== Excerpted records

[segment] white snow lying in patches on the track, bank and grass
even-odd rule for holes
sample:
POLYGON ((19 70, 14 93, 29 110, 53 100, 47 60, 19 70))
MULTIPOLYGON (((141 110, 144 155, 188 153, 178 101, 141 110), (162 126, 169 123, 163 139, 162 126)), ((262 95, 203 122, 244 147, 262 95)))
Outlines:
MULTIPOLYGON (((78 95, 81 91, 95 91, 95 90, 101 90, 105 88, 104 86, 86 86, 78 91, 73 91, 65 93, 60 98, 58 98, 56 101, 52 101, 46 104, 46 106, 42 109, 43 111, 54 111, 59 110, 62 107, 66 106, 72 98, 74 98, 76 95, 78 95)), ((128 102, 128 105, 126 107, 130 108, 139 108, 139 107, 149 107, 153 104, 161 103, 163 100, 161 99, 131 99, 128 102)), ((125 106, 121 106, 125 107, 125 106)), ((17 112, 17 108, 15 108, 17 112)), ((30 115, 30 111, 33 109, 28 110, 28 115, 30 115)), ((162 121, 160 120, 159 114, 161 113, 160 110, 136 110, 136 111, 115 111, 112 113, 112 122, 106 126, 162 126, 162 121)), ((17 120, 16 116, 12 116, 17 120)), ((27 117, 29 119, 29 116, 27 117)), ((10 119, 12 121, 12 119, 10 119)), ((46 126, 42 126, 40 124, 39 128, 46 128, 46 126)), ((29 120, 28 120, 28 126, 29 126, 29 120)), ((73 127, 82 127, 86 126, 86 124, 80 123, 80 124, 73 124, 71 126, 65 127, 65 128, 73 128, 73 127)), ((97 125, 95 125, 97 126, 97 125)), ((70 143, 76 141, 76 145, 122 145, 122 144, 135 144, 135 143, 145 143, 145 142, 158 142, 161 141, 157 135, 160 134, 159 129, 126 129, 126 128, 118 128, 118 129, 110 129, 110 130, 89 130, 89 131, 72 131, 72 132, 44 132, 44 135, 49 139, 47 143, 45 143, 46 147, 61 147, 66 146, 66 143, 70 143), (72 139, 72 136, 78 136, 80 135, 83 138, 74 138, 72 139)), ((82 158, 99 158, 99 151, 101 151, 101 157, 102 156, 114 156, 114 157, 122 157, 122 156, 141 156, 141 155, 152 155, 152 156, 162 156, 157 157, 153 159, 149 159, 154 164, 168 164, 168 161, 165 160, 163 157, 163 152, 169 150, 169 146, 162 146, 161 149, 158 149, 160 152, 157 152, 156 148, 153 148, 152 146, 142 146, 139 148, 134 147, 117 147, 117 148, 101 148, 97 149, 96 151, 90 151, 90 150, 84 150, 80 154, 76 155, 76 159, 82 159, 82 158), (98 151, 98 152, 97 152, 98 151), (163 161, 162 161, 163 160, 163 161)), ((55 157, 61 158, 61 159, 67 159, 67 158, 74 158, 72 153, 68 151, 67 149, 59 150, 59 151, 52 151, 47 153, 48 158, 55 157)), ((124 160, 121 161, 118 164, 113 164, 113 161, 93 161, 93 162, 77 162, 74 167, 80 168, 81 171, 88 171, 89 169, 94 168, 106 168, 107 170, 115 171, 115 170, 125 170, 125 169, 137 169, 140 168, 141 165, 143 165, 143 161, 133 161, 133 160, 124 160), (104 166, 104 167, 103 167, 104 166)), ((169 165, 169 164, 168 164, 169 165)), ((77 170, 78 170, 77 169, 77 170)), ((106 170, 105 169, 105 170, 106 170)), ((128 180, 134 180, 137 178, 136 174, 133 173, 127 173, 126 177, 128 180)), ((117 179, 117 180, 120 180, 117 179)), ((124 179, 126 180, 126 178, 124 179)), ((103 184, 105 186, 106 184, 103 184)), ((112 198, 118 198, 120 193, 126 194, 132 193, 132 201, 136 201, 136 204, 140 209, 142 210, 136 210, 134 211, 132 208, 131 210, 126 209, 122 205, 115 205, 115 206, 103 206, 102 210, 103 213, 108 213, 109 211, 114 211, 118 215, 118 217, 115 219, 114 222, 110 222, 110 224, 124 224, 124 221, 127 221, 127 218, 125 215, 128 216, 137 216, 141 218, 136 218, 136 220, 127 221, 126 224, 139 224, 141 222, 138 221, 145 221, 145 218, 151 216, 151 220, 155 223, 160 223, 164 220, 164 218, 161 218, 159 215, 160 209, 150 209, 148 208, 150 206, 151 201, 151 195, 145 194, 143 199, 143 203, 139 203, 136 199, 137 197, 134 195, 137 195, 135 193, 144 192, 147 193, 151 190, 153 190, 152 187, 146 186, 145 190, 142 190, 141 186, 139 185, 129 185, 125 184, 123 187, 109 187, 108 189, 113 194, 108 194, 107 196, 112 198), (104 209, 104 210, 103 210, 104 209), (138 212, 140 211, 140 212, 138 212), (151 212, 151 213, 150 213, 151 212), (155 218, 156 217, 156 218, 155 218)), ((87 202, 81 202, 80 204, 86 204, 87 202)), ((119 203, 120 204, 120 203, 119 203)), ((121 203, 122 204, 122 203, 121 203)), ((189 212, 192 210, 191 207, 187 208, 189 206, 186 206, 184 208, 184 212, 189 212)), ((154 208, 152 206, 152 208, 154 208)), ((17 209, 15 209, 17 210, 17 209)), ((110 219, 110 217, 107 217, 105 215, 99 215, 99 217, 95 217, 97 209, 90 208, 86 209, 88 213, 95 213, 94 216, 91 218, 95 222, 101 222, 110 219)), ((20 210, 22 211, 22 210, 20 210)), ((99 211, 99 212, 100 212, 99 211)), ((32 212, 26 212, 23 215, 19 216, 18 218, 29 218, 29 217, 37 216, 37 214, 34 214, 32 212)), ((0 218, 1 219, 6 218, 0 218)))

====

#### [What needs to be done]
Keep to the lines above, from the first one through the line where "MULTIPOLYGON (((141 110, 144" appears, and copy them exactly.

#### [Response]
[segment] white snow lying in patches on the track, bank and grass
even-odd rule for holes
sample:
POLYGON ((19 70, 14 93, 29 110, 53 100, 47 60, 19 70))
MULTIPOLYGON (((141 110, 144 155, 188 153, 178 101, 141 110), (162 126, 169 123, 163 139, 162 126)), ((262 95, 203 122, 244 147, 262 95)))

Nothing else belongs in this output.